Text passage —
We all understand the term growth when it comes to human anatomy or indeed any ‘living’ organism but what do we really mean by the term ‘growth’ when used in a learning and development context.
The dictionary definition of growth is “The process of developing or maturing physically, mentally or spiritually.” So in our world of management and leadership is growth simply the act of increasing someone’s mental capacity with knowledge?
In another recent blog I talked about the difference between training and learning, with training being something that others plan for you (and therefore often outside your circle of influence), and learning being something that only YOU control. I maintain that learning is personal to each of us and we decide what we want to learn, NOT what other people may necessarily try to teach us! Of course the job of the educator, coach or mentor is to encourage and guide us to learn the right things.
So why is it that some people ‘grow’ more than others? Is it that they have greater aspirations and are more motivated? Or is it just that they learn more?
While I have never been to a rain forest I am fascinated by them and the myriad of plants and creatures that live there. Like many I am also conscious and concerned by the damage that deforestation and global warming is having upon these precious habitats.
I feel this is a great analogy for what I believe personal growth to be from a learning and development perspective. The world of work is often referred to as a ‘jungle’ and I for one believe it is. We all compete for jobs and even when we have jobs we then have to battle to get the resources we need, often at the detriment of others.

Tasks to carry out —
1. List every word that the passage on personal growth encloses in single quotation marks.
2. Extend the passage on personal growth past its final sentence.

Stored data —
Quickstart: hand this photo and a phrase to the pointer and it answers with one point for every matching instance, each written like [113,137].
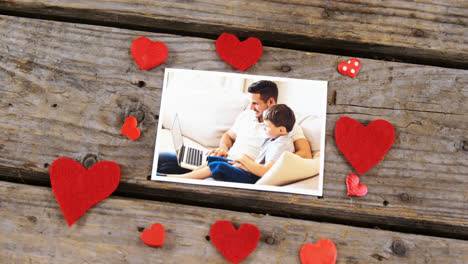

Exercise results —
1. living, growth, grow, jungle

2.
Trees in the rain forest are some of the tallest in the world as each species competes for the precious sunlight that they need to create their food and energy. Once the canopy is established so little light makes its way to ground level, it can appear to be like twilight at noon.
I think that just like the trees in the rain forest some people are more genetically engineered for personal growth than others. These are the people that actively seek out knowledge but also have both the imagination and the emotional intelligence to understand what they can ‘do’ with that knowledge.
They gain from every experience and tend not to repeat mistakes. They see failure as an inevitable part of development and therefore it does not sap their energy.
So am I saying we should write off those people that do not have the genetic ‘make up’ I describe? Of course not we just have to accept that for some people the ‘growth’ may take longer and may be much harder to achieve.